> **Exercise prompt**
Only one stretch of the data is wanted: the line containing "Put a marker on each instance of the orange patterned", the line containing "Put a marker on each instance of the white face", and every line between them, copied exactly.

Referring expression pointing data
_ _ _ _ _
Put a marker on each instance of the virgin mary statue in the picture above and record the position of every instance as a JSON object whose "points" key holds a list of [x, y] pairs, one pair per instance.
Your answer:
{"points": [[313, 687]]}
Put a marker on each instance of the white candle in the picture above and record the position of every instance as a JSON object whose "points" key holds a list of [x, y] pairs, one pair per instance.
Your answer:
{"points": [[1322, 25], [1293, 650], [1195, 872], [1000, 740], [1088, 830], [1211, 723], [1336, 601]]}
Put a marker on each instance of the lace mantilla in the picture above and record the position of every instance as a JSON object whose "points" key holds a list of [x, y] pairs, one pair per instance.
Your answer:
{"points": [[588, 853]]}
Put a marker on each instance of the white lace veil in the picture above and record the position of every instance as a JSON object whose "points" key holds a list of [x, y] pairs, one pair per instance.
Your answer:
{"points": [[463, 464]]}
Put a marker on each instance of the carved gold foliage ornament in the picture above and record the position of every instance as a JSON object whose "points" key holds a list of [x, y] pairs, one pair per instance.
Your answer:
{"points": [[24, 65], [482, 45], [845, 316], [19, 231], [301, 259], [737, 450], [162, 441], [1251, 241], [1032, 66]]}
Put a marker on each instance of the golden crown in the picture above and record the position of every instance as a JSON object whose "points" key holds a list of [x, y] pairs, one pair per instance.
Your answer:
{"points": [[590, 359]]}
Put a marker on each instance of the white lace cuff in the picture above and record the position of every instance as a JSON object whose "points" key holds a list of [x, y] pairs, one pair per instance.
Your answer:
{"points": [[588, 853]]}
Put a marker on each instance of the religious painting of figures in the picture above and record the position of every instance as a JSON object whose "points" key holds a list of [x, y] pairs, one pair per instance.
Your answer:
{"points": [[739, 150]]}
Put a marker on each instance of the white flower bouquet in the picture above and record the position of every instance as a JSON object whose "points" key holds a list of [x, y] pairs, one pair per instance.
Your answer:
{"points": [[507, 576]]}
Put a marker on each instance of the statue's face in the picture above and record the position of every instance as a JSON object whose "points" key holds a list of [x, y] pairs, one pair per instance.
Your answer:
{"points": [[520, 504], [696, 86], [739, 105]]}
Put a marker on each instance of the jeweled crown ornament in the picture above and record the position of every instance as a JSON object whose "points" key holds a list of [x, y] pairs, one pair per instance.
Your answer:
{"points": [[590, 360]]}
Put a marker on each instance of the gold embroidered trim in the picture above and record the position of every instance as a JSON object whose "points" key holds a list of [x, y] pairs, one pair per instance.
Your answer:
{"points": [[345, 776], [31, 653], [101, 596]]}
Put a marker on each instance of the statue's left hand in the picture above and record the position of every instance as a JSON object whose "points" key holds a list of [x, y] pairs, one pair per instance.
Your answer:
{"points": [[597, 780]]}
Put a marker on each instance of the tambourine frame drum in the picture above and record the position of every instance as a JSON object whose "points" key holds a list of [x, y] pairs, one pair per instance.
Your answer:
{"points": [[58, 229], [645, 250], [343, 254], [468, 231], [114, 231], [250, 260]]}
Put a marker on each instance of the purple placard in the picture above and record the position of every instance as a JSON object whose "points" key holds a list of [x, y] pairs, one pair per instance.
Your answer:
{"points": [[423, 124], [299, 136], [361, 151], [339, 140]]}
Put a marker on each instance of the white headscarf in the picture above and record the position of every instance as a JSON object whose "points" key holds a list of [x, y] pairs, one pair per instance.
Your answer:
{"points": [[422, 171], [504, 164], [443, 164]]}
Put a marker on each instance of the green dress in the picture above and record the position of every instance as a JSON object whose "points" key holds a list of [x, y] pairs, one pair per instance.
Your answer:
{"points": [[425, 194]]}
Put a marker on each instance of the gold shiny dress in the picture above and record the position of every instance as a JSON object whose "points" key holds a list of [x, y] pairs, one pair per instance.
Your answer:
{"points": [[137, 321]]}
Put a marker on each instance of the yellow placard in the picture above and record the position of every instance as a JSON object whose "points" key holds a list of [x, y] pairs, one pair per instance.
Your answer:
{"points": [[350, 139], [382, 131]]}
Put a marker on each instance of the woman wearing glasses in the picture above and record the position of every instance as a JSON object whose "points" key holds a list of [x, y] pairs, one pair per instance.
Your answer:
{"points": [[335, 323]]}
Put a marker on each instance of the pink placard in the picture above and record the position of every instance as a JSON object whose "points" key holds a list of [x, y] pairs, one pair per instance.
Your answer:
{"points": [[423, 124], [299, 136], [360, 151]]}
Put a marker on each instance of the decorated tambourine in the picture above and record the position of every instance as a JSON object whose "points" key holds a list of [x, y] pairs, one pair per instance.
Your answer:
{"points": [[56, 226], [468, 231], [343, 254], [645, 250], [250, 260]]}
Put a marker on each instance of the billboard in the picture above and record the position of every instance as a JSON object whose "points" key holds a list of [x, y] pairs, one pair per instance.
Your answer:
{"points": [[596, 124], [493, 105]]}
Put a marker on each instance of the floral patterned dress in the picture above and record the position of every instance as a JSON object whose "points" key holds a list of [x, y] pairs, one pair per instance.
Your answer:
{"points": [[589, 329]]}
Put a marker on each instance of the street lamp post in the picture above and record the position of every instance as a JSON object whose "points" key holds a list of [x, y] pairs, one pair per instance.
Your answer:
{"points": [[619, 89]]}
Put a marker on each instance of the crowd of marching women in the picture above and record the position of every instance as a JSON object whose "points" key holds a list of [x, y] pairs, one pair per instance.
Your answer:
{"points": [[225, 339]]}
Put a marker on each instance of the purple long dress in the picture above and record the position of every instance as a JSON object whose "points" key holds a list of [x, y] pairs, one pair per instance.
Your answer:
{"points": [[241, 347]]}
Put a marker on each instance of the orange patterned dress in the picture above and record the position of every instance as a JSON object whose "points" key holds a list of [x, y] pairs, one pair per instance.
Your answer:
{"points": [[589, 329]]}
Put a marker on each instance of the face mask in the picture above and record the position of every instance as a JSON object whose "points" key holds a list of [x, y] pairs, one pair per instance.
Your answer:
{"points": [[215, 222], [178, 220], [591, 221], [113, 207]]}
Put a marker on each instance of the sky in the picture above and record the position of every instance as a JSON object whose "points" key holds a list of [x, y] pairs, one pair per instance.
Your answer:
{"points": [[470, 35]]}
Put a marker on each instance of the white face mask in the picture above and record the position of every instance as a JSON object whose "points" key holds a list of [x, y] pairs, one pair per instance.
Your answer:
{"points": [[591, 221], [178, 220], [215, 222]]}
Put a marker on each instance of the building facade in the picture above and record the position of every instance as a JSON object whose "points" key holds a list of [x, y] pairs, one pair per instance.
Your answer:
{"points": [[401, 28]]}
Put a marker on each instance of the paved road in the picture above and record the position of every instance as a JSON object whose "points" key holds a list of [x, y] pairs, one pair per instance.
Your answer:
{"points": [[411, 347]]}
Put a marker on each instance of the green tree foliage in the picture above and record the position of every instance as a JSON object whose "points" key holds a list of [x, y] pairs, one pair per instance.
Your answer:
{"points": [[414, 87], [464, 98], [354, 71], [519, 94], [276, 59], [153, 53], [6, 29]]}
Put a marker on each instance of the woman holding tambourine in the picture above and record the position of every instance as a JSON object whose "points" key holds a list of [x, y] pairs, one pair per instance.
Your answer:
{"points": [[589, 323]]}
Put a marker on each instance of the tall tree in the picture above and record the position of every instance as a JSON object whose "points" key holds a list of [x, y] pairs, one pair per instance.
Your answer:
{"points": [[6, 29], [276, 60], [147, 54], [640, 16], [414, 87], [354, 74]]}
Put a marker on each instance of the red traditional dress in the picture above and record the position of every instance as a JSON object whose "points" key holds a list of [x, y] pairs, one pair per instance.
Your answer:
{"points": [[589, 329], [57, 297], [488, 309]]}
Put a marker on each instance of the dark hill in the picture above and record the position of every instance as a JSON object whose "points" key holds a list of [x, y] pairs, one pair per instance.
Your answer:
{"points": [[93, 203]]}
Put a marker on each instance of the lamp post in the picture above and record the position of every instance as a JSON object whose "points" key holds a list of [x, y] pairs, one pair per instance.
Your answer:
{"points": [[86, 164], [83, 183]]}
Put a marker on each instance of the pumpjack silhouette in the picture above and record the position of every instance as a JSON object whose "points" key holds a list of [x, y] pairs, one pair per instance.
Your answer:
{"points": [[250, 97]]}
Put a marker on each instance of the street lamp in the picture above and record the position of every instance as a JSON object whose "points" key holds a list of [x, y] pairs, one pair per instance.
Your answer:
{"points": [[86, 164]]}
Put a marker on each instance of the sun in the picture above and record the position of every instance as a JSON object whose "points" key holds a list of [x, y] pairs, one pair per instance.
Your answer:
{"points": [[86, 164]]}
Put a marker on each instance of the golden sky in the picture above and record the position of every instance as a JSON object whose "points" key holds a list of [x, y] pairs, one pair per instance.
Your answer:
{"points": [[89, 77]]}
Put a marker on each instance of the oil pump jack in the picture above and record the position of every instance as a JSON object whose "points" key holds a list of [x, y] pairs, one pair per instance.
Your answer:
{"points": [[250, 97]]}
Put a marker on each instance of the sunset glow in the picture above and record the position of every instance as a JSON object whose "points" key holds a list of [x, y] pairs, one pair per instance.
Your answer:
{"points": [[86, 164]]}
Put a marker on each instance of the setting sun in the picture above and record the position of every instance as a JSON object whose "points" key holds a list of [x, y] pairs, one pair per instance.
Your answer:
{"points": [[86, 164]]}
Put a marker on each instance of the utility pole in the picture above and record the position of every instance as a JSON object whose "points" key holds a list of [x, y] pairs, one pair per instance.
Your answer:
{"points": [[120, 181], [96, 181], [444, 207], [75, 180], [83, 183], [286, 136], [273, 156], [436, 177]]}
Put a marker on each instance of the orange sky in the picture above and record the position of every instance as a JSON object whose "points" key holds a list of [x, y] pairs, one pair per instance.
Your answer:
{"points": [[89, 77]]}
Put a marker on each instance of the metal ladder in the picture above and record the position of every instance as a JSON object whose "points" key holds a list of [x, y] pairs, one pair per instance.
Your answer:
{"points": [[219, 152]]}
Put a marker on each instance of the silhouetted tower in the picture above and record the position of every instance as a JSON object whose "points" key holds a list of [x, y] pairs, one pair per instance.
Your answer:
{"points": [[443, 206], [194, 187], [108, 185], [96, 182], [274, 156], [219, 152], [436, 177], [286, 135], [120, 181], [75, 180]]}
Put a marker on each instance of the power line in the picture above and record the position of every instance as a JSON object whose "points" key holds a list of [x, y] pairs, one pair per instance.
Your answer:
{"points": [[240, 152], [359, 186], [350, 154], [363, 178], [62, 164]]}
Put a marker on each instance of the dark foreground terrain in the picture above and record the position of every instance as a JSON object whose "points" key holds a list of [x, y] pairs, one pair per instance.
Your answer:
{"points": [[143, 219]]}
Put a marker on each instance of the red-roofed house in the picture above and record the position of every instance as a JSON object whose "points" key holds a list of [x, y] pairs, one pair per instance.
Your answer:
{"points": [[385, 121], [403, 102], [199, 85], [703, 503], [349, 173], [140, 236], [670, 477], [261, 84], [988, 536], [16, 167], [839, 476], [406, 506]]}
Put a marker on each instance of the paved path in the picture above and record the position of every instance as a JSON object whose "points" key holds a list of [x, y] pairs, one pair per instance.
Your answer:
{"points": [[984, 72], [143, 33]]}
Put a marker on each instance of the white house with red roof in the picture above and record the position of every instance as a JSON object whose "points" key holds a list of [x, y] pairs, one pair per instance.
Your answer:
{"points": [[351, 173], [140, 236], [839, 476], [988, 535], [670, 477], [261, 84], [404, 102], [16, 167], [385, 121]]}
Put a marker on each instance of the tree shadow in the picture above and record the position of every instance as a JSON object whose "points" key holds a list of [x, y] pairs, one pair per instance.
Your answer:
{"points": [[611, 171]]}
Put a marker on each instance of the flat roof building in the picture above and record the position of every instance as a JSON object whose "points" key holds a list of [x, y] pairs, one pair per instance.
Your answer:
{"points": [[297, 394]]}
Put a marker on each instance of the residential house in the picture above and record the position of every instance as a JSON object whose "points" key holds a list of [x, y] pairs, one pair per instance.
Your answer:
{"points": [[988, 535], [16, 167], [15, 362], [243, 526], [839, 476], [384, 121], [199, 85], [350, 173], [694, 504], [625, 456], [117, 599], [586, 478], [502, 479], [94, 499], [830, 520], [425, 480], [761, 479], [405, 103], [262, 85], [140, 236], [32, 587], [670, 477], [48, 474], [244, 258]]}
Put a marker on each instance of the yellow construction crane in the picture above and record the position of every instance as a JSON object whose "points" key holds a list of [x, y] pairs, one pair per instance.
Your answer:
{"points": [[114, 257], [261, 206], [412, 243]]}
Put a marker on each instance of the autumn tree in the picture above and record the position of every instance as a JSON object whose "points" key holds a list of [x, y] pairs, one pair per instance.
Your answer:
_ _ _ _ _
> **Exercise response**
Put a marker on each instance of the orange patterned dress in the picture above and record the position of every instance as a JSON object whose "points" key holds a list of [x, y] pairs, one pair per instance.
Your answer:
{"points": [[589, 329]]}
Put a marker on each instance of the face mask in the picture above and record the position of every instance as a JSON object whose "points" key holds a list of [x, y] pairs, one pair per instance.
Your answer:
{"points": [[215, 222], [178, 220], [591, 221], [113, 207]]}
Put a marker on each instance of the sky in the picture above and record the position of every instance as a JSON object whose "points" key holds a list of [x, y] pairs, one pair per instance.
Your answer:
{"points": [[470, 35]]}
Put a marker on each instance of the white face mask in the picture above and record the position of every instance as a JSON object whose "points" key holds a list of [x, y] pairs, one pair per instance.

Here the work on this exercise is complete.